*Task brief*. Extract each line of the records below that contains the word "green", and copy every such line in full.

Excerpts from a detection dataset:

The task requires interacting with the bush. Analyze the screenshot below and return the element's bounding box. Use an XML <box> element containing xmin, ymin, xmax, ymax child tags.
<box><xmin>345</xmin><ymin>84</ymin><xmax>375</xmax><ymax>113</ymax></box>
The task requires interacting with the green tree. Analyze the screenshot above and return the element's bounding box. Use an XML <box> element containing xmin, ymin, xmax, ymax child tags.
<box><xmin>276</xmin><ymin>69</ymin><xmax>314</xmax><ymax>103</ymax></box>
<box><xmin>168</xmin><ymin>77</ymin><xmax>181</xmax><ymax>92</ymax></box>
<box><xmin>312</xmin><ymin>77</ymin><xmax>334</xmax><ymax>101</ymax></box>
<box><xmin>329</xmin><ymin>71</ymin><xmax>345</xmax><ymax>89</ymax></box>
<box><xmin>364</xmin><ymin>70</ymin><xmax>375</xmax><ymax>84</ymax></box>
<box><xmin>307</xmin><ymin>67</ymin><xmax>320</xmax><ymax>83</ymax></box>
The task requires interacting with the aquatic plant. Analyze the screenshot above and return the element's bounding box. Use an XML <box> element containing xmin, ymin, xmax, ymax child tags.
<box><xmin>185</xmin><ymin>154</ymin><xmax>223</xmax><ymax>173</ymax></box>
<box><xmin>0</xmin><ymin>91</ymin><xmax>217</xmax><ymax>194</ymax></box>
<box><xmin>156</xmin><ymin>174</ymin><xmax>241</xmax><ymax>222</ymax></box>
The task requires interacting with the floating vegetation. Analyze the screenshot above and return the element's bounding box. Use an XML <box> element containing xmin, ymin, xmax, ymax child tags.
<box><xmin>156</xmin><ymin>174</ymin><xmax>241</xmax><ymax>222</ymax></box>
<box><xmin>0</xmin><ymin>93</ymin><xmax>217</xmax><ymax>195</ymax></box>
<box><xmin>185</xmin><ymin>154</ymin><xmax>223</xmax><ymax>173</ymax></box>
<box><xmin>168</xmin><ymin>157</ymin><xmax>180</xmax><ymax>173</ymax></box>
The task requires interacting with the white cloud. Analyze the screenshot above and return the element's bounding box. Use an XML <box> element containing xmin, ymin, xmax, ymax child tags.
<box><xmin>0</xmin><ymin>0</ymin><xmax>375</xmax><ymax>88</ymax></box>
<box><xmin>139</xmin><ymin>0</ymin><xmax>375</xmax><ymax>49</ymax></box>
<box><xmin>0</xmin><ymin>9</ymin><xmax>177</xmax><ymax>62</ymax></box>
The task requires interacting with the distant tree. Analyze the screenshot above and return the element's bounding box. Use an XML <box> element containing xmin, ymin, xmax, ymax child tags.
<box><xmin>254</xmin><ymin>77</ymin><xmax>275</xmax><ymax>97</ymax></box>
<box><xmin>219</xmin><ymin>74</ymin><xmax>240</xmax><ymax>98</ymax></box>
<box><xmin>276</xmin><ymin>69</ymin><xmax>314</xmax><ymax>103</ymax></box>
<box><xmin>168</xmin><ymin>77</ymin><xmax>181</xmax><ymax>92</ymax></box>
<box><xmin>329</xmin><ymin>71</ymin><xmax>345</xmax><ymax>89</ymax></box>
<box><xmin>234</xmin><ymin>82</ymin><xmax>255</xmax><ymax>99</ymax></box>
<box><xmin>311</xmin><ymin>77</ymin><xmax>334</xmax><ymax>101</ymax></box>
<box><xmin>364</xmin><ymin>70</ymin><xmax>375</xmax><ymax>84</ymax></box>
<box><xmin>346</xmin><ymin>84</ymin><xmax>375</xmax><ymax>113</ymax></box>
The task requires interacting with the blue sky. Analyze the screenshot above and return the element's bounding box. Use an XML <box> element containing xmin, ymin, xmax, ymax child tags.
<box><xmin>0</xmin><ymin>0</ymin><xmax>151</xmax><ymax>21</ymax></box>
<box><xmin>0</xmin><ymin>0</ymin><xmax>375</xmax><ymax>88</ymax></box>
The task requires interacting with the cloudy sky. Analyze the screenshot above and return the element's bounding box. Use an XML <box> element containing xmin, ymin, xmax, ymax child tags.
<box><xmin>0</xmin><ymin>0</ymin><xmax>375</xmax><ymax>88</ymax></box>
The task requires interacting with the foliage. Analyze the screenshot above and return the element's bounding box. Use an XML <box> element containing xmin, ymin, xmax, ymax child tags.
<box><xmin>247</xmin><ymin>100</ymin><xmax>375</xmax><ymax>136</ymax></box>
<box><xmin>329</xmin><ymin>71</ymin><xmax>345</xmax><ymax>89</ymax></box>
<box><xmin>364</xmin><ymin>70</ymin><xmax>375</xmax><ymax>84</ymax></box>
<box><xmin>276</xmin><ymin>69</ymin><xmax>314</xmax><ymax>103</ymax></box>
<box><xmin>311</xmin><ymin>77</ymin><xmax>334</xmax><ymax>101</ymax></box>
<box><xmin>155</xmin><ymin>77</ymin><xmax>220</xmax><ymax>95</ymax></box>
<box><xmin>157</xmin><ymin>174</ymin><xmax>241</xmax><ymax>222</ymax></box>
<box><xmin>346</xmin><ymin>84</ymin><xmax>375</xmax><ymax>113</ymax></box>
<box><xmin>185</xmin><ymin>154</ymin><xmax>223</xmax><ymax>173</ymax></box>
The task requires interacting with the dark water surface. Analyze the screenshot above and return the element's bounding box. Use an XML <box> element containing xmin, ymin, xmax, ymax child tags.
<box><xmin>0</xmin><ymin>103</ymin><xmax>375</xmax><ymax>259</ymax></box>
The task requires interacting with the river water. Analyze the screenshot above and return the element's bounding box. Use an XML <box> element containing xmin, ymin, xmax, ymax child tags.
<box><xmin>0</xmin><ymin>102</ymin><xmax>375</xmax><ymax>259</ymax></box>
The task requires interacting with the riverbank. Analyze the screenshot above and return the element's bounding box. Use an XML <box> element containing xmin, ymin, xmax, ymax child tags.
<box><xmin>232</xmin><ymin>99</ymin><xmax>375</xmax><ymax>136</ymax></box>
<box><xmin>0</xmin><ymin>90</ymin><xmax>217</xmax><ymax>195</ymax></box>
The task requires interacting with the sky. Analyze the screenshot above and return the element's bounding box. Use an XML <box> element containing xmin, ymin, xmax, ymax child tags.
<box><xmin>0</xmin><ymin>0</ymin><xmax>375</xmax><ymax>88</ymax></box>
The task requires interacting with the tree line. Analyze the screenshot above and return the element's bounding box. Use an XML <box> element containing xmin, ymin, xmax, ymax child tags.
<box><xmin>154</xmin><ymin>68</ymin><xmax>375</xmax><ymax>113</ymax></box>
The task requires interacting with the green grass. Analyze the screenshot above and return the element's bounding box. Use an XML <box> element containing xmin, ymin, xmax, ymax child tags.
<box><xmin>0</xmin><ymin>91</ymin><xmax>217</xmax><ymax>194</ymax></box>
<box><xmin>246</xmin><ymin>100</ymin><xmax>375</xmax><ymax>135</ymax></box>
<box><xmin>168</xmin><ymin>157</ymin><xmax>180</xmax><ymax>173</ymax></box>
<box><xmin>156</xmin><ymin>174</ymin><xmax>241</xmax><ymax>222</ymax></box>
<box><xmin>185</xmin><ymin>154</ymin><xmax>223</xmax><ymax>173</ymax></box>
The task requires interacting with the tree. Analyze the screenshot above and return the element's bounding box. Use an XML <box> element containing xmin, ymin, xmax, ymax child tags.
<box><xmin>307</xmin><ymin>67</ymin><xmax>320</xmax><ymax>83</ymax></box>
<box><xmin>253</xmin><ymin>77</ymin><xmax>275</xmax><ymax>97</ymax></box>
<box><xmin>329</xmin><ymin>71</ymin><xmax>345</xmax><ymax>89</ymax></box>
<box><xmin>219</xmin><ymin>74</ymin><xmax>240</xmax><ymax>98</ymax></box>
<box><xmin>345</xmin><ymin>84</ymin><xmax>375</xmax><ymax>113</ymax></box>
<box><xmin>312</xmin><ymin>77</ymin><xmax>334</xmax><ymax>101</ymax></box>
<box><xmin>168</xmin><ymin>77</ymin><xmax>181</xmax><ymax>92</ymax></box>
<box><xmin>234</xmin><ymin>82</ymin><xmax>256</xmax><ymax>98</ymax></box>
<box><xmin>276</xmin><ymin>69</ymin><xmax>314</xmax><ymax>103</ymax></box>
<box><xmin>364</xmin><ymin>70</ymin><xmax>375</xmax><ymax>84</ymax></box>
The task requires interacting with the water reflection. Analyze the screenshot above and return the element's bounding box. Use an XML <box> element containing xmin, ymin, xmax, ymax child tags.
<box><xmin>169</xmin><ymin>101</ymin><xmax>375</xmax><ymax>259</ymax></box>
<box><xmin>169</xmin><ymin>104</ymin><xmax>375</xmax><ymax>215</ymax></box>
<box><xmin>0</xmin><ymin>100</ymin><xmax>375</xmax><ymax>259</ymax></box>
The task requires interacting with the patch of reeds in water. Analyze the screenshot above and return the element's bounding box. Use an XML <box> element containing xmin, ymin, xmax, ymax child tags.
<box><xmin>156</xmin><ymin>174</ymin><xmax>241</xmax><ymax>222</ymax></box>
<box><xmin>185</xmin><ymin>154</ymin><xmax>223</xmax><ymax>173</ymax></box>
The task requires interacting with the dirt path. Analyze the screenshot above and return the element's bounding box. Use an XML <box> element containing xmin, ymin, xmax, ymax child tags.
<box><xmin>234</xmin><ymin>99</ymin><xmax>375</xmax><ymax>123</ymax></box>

*Task response*.
The task requires interacting with the green tree. Analyze the screenshot above and return the element's bounding box. Use an XML <box> element containing xmin, ymin, xmax, ymax child tags.
The task requires interacting with the green grass. Analyze the screenshot above and return the element's bounding box. Use an XML <box> element containing xmin, ymin, xmax, ymax child tags.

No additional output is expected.